[start of Supplied material]
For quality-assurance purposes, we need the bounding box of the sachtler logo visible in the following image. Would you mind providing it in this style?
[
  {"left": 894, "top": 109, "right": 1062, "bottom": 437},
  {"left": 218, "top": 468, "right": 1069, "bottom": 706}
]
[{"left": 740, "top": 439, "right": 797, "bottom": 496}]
[end of Supplied material]
*Job:*
Convert every line of the material above into a Markdown table with the columns Row and Text, numbering each line and skipping any blank lines.

*Solved problem:*
| Row | Text |
|---|---|
| 1 | For quality-assurance purposes, we need the bounding box of the sachtler logo visible in the following image. Would you mind providing it in this style? |
| 2 | [ |
| 3 |   {"left": 894, "top": 109, "right": 1062, "bottom": 437}, |
| 4 |   {"left": 218, "top": 468, "right": 1069, "bottom": 706} |
| 5 | ] |
| 6 | [{"left": 740, "top": 439, "right": 797, "bottom": 496}] |